- _TO DO_: Copy out, exactly as given, every line from the line with "windshield -> a" to the end of the listing, both of those lines included.

Stored items
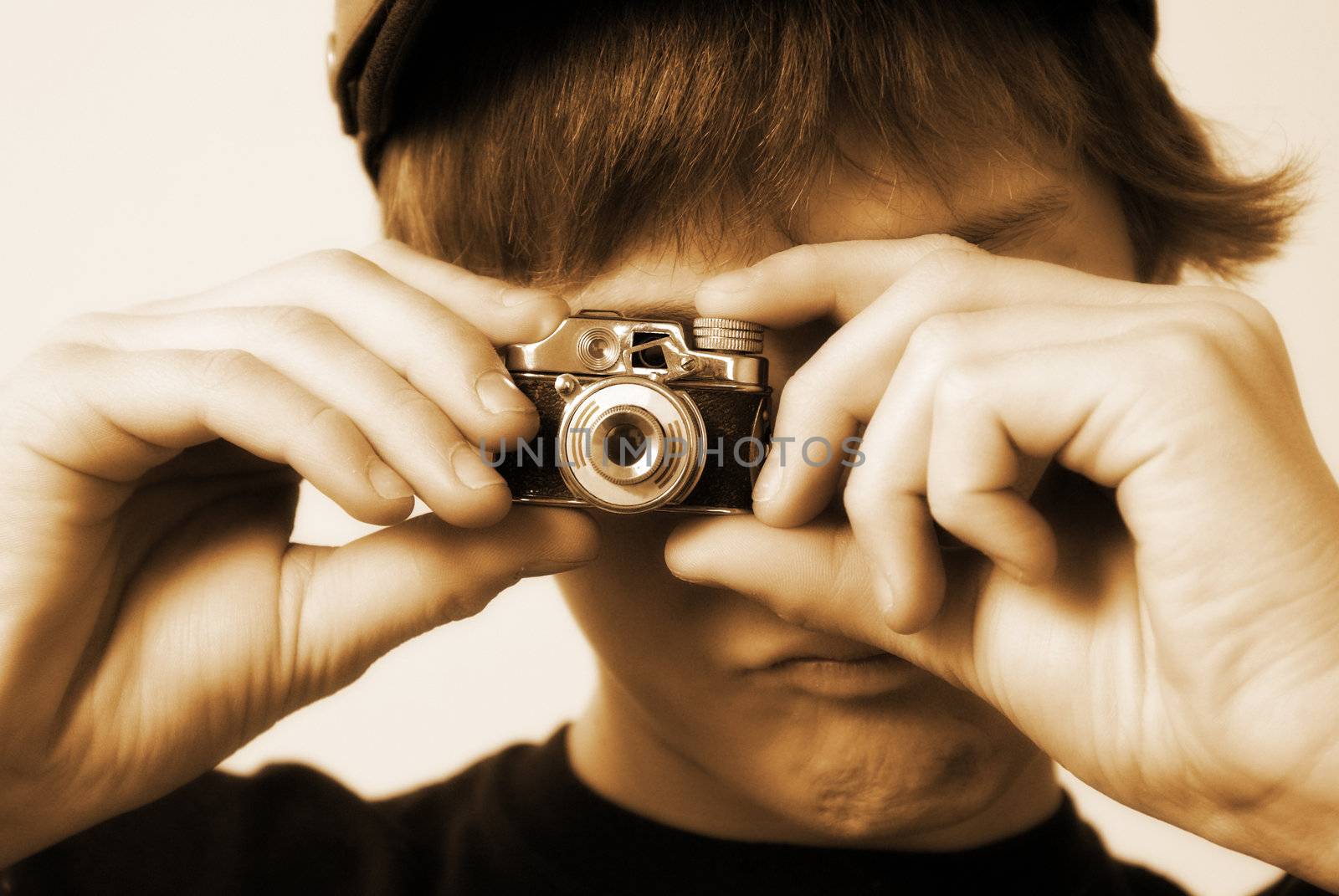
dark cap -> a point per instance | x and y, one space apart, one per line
372 39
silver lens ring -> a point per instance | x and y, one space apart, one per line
616 428
664 473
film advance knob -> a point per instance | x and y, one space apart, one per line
726 334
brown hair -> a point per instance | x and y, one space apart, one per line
540 151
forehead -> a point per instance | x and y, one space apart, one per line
1058 213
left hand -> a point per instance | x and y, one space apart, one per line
1177 650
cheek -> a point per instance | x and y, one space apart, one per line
644 624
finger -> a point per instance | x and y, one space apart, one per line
817 577
834 280
408 432
347 606
885 497
1073 401
430 346
501 311
114 416
841 383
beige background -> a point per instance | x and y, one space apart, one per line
161 146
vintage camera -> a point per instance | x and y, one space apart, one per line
633 419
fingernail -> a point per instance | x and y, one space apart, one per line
551 566
470 470
731 283
767 484
387 483
500 396
513 298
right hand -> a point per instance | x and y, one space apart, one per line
156 617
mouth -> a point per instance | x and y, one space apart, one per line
870 673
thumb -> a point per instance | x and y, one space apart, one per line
351 604
817 577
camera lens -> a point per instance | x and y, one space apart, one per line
629 443
626 445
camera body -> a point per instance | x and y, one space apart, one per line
635 419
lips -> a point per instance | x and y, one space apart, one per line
812 648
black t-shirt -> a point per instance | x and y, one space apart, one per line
521 822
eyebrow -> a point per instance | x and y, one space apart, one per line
1017 221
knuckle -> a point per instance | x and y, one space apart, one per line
946 503
325 264
860 501
292 322
225 367
1252 319
937 340
959 387
803 261
408 401
947 269
58 358
944 243
93 327
1182 349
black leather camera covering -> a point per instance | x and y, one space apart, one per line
727 412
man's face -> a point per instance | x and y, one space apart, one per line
716 714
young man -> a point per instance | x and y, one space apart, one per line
962 224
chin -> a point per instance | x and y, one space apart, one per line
885 773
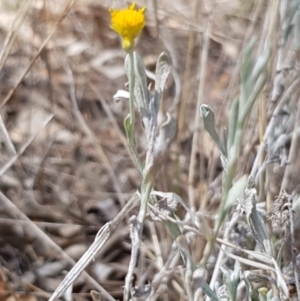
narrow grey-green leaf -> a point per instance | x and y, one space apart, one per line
163 68
208 117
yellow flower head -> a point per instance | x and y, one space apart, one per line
128 23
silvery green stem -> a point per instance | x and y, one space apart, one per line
131 91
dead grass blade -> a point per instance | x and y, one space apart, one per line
11 91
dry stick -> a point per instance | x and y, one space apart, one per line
106 231
5 135
14 158
294 150
102 236
92 137
203 61
11 92
12 35
248 35
293 248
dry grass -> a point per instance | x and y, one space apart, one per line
67 172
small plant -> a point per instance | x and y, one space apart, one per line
238 273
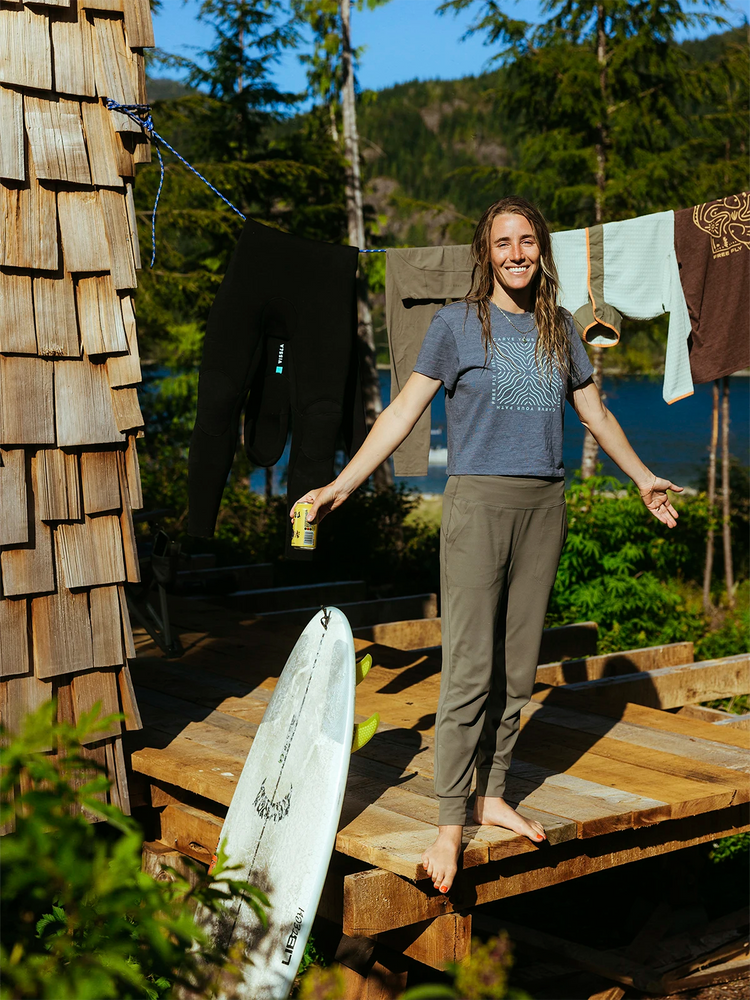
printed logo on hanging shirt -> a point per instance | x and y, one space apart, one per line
519 383
268 809
727 222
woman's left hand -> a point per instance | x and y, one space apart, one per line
654 496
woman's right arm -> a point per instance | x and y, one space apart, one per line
388 431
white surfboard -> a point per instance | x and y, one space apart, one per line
281 824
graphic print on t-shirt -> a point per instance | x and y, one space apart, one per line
519 383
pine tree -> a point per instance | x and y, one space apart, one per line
331 75
604 112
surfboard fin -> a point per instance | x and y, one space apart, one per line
364 732
363 667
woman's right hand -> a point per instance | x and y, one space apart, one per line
323 501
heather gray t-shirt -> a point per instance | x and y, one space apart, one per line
505 415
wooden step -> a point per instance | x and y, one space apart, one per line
304 596
560 643
360 613
224 579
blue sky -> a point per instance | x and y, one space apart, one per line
404 40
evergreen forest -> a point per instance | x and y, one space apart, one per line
657 125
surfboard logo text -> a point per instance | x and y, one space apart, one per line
268 809
292 939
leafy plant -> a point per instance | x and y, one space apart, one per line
79 920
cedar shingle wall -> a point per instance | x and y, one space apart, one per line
69 363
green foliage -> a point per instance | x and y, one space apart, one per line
79 920
483 977
731 848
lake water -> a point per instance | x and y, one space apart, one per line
672 440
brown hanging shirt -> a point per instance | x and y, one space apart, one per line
712 243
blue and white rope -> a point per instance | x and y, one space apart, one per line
141 115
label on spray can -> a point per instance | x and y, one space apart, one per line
304 535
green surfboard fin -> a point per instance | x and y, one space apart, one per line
364 732
363 667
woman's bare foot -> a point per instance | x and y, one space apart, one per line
440 861
490 810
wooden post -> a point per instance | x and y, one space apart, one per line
725 494
708 570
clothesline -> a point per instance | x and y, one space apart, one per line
141 115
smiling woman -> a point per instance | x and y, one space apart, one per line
508 358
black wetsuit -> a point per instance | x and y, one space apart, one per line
281 338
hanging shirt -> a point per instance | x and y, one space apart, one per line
504 410
628 268
712 243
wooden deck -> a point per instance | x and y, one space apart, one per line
612 777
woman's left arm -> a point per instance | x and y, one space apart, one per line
596 418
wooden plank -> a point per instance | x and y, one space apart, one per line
103 145
129 544
667 687
25 49
79 425
100 317
106 628
61 634
614 664
133 221
14 523
101 481
127 409
55 132
133 473
191 766
14 638
356 611
377 901
90 554
434 943
191 831
570 747
56 485
72 44
694 748
12 149
117 228
84 243
666 722
270 599
26 401
92 687
127 630
128 700
685 796
19 697
125 369
116 71
139 29
29 569
55 313
17 330
557 643
28 222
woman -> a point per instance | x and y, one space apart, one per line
508 357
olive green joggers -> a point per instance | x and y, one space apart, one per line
500 546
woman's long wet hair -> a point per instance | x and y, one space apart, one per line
552 344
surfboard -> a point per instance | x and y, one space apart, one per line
280 828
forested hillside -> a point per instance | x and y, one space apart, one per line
425 144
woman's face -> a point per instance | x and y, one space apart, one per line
514 253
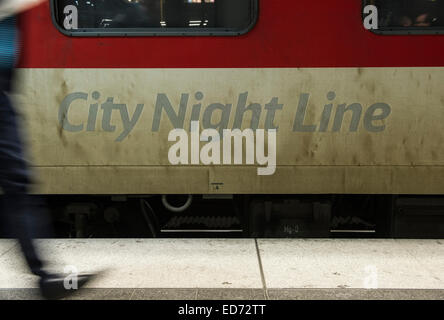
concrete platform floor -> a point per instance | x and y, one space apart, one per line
236 268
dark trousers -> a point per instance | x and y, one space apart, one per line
19 217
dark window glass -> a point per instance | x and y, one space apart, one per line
156 16
409 14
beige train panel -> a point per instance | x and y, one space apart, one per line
413 133
242 180
120 180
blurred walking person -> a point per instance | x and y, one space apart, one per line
14 173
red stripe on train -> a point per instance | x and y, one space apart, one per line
289 33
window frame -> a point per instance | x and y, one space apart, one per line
391 31
157 32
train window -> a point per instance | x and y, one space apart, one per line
154 17
409 16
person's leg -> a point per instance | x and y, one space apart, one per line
14 181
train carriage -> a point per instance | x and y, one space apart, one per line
135 97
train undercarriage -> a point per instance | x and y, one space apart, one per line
259 216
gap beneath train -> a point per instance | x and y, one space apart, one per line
259 216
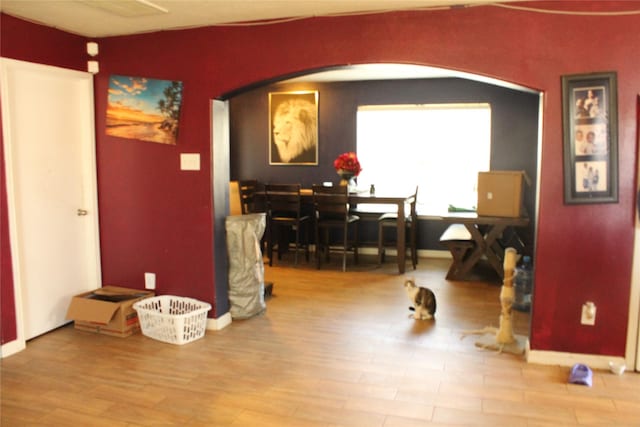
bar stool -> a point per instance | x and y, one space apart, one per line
284 212
390 220
331 205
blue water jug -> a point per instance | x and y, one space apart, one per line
523 285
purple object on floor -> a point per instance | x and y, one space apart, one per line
581 374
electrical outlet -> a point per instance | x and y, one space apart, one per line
150 280
588 314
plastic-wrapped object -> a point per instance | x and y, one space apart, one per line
523 284
246 267
581 374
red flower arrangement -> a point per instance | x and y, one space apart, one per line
347 162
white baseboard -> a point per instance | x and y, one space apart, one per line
12 347
219 322
593 361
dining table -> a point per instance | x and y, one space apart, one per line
485 232
399 200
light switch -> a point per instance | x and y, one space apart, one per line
190 161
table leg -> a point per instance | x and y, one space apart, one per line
484 246
401 238
493 249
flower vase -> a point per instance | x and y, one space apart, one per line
347 178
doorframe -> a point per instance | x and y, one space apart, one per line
89 168
632 355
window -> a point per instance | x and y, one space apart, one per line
440 147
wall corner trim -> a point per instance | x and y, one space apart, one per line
594 361
219 322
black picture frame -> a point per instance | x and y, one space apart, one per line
293 128
590 127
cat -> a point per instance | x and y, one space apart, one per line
424 300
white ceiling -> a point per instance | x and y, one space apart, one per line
103 18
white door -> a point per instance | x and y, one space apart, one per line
49 141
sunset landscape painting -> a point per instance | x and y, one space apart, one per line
144 109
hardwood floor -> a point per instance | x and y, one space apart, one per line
332 349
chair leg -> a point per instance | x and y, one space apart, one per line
295 256
318 248
270 245
356 242
380 244
345 241
306 242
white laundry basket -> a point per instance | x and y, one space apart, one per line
172 319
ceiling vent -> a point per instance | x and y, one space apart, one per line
126 8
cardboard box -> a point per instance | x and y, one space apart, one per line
107 310
500 193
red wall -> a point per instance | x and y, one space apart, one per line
157 218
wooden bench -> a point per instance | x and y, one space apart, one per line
460 243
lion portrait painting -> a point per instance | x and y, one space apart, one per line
294 128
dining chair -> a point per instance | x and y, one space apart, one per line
247 189
390 220
284 214
331 205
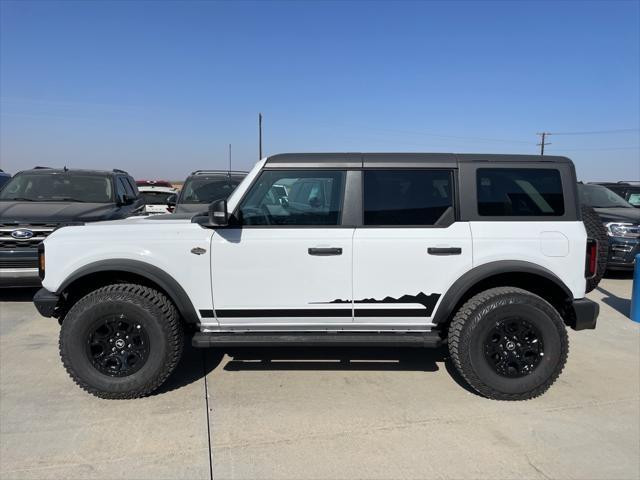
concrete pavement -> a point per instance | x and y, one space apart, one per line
340 413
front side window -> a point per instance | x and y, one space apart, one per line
304 198
206 189
58 187
519 192
407 197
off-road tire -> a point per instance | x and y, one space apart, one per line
152 310
471 324
596 231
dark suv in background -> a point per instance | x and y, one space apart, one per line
621 221
203 187
36 202
4 178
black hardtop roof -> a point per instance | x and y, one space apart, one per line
354 160
49 170
204 173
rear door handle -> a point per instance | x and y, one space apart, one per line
325 251
444 250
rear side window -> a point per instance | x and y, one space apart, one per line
407 197
125 187
519 192
134 187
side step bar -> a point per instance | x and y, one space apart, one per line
346 339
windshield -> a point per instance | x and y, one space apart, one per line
58 187
203 189
156 198
598 196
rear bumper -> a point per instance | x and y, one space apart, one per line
46 302
586 314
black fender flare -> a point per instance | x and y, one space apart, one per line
152 273
484 271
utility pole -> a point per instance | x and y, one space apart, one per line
542 142
259 136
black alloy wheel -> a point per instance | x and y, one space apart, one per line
514 348
118 346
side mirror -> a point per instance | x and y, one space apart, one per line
171 202
218 214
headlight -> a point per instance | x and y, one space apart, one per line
624 230
41 260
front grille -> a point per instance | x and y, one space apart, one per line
40 232
19 263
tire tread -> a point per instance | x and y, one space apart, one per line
469 316
170 324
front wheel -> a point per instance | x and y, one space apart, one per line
121 341
508 343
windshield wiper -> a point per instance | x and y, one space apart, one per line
19 199
69 199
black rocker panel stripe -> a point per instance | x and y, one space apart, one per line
280 313
429 302
391 312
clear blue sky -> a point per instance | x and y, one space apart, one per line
161 88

- _TASK OUTPUT_:
windshield -> a point per instance | x and y, one space apart, one per line
58 187
203 189
156 198
598 196
rear bumper -> a point per instance | x and y, one space apart, one per line
46 302
586 314
black fender flare -> a point per instance | x and y, one space apart, one per line
152 273
484 271
utility pole -> a point per instance | x and y, one space apart, one per line
542 142
259 136
black alloy wheel -> a point per instance | x and y, one space apart, one per line
514 348
118 346
side mirror -> a point per instance | x and y, one space apart, one per line
171 202
218 214
headlight -> a point per instance | x and y, one space apart, one per line
624 230
41 260
front grille -> a point per instance | x and y, one space apart, one per line
40 232
19 263
tire tread -> a point per instance | x and y, one space apart, one per line
469 316
170 324
front wheel -> a point per instance | x and y, one space apart, one per line
121 341
508 343
windshield wiper -> a point per instance | x and y, one space apart, one per line
19 199
69 199
black rocker panel stripe -> a point per instance | x and y, one space apart, one per line
280 313
429 302
391 312
clear blue sky -> a point per instance | x and y, one space apart, one per line
161 88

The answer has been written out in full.